## TEXT PASSAGE
So, a month ago, when I saw former President Jawara and President Barrow on Gambian state TV sitting side by side during a courtesy visit by the latter, it looked surreal but not unexpected. There was the ninety-three years old Jawara, still lucid, praying for the newest member of Gambia’s most prized exclusive club. A Kaironews editorial days later captured my sentiments: “Jawara finally gets what he wants!” However, there is more to the picture. I hate to state this, but the Old Man is Signing Off. He was merely sticking around to see the comeuppance of the poseur who upended his graceful retirement plan. The Jawara I saw on TV last month is signaling to an ungrateful country that he has done his bit and is about to move on to our mutual ultimate home. My instinct tells me he has met and seen his last Gambian president. In short, the meeting between him and Barrow was more of a symbolic dignified Hand-Over ceremony that he never got to do than a Courtesy Call. Since we never appreciated what he did for us, and instead tagged him all manner of labels – undemocratic, corrupt, tribalist, nepotic, incompetent, the Great Arbiter has now delivered its judgment on all those issues for us because his main nemesis has PROVEN himself to be a text book definition of all those labels we allowed Jawara to be tagged with in our name. Though he has his faults, in many ways, Barajally Kairaba is akin to the virtuous Saibo Lamin Dumbuya that the irreplaceable Kora maestro Lalo Keba Drammeh extolled decades ago in a track he called Kodi Na Julo, Sani Na Julo (literally money has its merchant, gold has its merchant.) Like Saibo Dumbuya, Jawara’s enemies falsely slandered him in unconscionable ways only for the almighty to absolve him with time by giving Gambia a successor who was exactly what Jawara’s accusers were falsely claiming he was: corrupt, autocratic, nepotic, and tribalist. Real lesson.

## DATASET EXCERPTS
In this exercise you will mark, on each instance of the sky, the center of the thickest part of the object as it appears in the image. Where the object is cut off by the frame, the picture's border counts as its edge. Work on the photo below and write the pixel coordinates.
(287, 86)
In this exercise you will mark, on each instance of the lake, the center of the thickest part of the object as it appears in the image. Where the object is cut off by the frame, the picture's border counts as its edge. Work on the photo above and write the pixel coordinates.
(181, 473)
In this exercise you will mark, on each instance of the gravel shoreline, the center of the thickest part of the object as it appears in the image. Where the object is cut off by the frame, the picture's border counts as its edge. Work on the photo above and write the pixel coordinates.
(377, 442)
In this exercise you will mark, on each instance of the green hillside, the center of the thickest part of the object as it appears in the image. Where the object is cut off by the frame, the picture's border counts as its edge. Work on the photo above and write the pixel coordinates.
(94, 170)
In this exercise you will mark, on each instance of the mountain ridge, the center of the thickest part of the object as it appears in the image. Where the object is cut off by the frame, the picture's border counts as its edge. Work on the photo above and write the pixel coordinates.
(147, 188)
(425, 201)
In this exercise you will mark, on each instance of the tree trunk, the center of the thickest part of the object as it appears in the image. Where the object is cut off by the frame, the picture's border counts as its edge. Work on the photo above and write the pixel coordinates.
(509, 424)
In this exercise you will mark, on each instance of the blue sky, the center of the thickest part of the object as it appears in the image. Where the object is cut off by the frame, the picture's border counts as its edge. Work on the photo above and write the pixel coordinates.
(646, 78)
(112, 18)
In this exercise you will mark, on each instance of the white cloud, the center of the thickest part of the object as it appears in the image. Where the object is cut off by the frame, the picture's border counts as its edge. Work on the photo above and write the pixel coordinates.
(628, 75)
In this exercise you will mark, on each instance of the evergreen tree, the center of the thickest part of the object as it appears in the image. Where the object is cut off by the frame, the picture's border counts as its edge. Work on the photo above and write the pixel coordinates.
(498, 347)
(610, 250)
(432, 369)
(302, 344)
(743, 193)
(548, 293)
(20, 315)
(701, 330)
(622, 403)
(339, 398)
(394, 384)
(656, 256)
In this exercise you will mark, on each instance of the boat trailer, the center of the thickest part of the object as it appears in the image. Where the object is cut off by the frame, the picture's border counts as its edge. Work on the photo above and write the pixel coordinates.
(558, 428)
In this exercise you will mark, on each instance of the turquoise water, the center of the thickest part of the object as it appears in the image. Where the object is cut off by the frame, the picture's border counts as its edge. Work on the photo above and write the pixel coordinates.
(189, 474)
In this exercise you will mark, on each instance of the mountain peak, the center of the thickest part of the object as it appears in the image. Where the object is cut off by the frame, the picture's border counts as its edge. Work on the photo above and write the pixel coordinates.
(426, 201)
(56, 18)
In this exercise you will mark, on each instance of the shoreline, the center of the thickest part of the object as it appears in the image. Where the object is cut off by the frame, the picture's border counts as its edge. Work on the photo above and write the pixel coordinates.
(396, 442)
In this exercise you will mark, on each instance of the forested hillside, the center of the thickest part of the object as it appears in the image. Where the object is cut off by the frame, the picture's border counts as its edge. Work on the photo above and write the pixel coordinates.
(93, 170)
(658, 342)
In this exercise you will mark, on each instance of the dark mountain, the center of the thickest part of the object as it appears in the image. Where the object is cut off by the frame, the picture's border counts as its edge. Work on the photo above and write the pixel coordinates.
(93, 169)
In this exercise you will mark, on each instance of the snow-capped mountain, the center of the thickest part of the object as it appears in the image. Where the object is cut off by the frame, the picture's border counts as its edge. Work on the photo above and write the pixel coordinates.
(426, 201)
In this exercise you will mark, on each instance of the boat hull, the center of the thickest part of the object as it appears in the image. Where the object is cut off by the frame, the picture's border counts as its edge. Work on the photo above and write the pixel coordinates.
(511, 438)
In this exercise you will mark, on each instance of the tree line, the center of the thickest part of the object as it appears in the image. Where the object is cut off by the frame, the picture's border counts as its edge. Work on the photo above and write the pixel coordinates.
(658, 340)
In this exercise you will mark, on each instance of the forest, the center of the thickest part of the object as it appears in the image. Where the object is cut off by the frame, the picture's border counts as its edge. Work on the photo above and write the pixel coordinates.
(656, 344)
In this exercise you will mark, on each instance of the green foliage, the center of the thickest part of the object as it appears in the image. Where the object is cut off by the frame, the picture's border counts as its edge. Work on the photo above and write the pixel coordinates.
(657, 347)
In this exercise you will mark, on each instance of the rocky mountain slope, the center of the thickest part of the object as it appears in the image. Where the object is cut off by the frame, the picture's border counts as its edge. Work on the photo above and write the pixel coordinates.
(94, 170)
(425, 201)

## TASK INSTRUCTIONS
[1] Decide whether each statement agrees with the passage on Jawara and Barrow, answering yes or no and quoting the deciding words of the text exactly: (a) Jawara was ninety-three years old when he appeared on state TV beside Barrow; (b) the televised meeting took place a year before the writing; (c) the track by Lalo Keba Drammeh was called Kodi Na Julo, Sani Na Julo.
[2] Scale the rows from the one containing "green foliage, the" through the last row. Repeat every line, requests included, but multiply each pixel coordinate in the answers by 2.5 and round it to a whole number, with halves rounded up.

## FINAL RESULTS
[1]
(a) Yes: "There was the ninety-three years old Jawara, still lucid"
(b) No: "So, a month ago, when I saw former President Jawara and President Barrow on Gambian state TV"
(c) Yes: "in a track he called Kodi Na Julo, Sani Na Julo"

[2]
In this exercise you will mark, on each instance of the green foliage, the center of the thickest part of the object as it appears in the image. Where the object is cut off by the frame, the picture's border counts as its edge. Work on the photo above and write the pixel coordinates.
(1643, 868)
In this exercise you will mark, on each instance of the rocky mountain slope, the center of the thickest part of the object as it appears in the image. Where the object is cut off by the frame, the picture's border counts as its edge. Work on the photo above and write the pixel coordinates.
(235, 425)
(1063, 503)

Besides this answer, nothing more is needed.